(Entries pointing to named objects)
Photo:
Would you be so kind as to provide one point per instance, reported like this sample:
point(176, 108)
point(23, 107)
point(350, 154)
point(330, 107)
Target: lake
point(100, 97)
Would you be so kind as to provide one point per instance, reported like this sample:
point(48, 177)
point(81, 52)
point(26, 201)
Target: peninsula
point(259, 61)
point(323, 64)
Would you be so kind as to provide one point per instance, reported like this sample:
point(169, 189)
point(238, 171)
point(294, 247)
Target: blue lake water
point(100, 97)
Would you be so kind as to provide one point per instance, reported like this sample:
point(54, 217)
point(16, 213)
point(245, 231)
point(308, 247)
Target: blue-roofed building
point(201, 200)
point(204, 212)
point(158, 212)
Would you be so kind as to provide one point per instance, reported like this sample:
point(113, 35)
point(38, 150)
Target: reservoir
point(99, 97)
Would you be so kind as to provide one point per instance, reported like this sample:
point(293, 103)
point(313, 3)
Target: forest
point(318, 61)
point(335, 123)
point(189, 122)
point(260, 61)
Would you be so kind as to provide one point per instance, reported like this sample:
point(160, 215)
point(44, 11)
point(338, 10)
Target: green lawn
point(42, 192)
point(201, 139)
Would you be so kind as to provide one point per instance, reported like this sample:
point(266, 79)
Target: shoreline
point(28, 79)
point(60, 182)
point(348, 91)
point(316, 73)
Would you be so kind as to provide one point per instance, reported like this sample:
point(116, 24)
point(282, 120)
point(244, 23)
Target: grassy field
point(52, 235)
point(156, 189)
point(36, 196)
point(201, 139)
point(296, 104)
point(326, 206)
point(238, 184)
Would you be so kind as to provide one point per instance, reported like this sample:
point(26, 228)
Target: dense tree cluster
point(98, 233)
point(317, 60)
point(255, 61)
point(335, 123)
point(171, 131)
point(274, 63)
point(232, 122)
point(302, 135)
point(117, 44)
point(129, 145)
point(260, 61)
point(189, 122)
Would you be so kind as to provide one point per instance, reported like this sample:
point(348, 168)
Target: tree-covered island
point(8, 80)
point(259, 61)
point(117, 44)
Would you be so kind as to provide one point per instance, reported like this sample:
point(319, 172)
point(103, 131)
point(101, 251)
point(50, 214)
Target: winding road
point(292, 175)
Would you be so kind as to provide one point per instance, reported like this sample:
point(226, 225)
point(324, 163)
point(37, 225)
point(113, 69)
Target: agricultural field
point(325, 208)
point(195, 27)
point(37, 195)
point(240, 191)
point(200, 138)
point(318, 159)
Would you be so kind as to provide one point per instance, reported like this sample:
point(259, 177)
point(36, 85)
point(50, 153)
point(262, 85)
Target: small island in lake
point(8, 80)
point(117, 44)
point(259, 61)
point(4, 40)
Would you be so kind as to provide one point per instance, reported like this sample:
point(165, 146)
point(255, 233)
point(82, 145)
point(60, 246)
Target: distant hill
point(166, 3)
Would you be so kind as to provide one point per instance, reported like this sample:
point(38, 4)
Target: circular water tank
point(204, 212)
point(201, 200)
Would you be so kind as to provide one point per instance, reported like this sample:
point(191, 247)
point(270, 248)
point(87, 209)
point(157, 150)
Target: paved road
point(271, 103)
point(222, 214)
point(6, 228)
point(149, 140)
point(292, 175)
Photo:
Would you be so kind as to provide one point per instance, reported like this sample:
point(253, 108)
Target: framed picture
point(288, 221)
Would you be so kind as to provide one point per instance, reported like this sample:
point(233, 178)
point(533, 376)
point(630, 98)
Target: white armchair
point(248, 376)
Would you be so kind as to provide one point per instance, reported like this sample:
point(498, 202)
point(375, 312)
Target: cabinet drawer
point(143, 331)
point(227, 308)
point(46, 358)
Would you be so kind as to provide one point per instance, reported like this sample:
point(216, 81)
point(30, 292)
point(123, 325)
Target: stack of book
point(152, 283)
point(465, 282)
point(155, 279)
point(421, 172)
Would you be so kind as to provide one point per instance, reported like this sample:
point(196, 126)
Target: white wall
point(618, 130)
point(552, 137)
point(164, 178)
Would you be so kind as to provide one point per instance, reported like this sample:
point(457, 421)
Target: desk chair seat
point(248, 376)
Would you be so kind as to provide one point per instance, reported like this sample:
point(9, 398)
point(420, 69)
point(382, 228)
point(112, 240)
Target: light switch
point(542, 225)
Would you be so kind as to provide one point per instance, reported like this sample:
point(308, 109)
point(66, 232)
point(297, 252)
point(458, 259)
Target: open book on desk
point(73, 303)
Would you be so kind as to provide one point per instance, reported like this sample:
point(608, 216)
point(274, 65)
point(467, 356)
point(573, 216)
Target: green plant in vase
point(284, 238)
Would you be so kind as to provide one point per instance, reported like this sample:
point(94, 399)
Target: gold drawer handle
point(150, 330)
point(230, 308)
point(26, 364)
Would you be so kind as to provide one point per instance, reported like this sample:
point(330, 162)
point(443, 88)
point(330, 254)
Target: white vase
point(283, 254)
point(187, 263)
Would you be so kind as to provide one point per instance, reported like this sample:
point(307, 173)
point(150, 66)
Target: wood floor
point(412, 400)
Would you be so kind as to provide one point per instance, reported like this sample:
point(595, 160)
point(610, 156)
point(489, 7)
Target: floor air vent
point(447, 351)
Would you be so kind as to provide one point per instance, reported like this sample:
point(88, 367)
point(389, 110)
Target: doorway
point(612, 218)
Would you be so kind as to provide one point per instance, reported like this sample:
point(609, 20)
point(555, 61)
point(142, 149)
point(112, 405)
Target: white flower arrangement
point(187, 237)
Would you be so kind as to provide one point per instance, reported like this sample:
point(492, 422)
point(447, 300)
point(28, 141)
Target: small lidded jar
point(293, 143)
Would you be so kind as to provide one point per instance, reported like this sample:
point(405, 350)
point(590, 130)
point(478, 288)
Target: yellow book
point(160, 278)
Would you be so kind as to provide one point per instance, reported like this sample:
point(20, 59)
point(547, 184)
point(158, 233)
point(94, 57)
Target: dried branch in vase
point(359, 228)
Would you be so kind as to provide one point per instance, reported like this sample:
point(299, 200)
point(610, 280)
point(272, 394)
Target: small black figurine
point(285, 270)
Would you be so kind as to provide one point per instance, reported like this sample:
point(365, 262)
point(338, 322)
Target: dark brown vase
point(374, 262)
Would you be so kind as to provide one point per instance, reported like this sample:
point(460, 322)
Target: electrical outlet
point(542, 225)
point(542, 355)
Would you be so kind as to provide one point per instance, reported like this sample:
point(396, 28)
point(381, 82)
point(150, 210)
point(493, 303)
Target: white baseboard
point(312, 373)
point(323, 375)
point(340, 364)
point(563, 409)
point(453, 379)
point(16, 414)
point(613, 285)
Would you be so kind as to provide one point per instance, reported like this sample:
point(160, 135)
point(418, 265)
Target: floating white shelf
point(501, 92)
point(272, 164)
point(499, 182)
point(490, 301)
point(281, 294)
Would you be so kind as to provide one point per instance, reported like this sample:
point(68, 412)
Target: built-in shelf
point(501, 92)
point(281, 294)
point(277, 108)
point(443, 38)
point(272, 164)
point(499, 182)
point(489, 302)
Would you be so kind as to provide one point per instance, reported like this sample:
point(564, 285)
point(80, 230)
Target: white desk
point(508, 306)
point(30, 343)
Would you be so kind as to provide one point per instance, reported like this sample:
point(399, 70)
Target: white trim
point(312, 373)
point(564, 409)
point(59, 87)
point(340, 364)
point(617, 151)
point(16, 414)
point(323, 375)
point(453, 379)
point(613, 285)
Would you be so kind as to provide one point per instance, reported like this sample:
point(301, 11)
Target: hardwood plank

...

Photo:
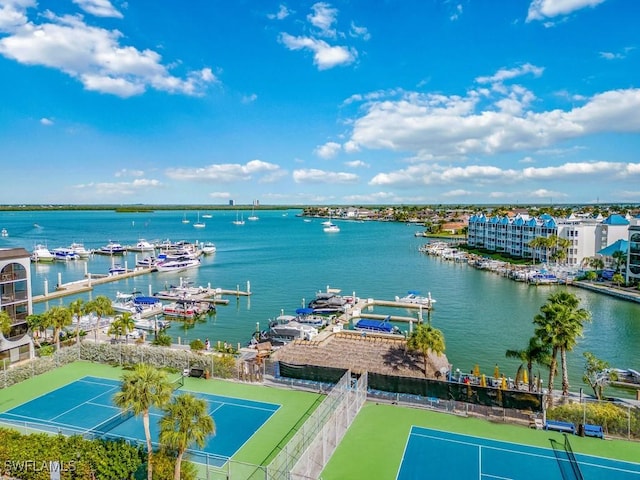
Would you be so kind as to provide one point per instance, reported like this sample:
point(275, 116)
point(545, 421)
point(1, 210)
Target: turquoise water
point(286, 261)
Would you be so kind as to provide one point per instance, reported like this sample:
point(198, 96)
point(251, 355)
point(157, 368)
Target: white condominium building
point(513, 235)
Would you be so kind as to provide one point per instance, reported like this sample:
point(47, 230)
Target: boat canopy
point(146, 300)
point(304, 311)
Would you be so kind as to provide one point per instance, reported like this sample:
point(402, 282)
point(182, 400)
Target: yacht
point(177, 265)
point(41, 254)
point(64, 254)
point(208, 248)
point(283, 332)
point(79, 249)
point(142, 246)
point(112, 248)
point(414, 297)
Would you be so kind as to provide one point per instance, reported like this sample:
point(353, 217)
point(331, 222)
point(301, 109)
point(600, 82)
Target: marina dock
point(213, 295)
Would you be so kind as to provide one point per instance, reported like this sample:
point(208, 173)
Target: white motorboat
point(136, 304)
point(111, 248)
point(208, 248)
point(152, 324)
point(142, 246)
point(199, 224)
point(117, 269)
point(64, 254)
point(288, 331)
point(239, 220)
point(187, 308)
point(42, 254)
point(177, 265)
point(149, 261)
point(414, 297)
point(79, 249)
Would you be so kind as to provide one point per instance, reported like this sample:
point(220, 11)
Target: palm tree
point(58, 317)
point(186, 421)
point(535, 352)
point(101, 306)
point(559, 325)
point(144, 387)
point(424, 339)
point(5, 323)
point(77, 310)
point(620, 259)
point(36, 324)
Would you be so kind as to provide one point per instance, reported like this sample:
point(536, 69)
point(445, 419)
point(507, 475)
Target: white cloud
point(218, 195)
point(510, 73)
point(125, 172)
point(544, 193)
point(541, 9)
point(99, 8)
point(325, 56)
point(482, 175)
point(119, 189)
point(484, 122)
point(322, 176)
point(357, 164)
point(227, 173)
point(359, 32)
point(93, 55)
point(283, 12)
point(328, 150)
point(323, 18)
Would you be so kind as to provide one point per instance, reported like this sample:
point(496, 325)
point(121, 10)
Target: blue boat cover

==

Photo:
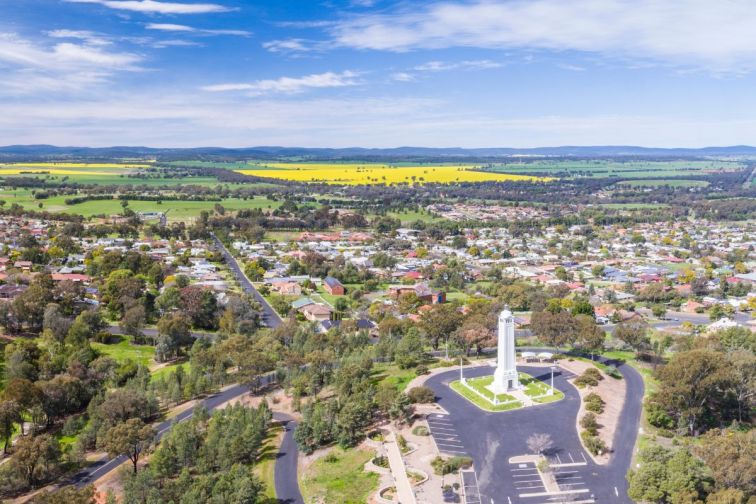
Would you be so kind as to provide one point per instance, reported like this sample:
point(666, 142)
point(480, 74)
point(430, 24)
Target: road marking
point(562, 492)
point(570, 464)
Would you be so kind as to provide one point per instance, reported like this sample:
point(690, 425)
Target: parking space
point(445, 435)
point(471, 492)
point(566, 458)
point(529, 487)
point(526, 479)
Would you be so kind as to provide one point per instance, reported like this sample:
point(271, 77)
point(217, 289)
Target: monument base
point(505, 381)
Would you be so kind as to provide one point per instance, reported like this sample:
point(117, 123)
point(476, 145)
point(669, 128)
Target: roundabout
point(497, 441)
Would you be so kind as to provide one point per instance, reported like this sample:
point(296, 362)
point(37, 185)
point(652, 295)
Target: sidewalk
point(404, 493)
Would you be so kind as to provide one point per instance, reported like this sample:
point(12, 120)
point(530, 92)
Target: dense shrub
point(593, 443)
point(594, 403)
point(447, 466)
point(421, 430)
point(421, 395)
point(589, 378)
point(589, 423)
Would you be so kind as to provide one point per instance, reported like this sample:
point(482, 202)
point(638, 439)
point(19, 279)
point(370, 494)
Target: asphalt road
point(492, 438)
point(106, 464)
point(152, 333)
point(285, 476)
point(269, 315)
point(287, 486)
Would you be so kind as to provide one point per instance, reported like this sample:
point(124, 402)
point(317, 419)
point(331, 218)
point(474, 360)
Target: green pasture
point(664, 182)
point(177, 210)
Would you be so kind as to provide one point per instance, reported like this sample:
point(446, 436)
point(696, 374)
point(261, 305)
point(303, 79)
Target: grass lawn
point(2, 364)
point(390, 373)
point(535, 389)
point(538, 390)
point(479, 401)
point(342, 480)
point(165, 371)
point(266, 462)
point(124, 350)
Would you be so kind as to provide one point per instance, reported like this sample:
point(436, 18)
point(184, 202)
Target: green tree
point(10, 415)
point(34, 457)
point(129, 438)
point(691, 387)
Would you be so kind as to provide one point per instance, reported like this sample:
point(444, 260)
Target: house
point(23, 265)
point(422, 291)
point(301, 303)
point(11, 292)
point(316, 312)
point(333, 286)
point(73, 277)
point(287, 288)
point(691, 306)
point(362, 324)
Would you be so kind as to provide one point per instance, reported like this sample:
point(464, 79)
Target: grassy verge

Exercise requirements
From the listing, report every line that contains the string "dense", copying each one unchanged.

Result of the task
Target: dense tree cluster
Target: dense shrub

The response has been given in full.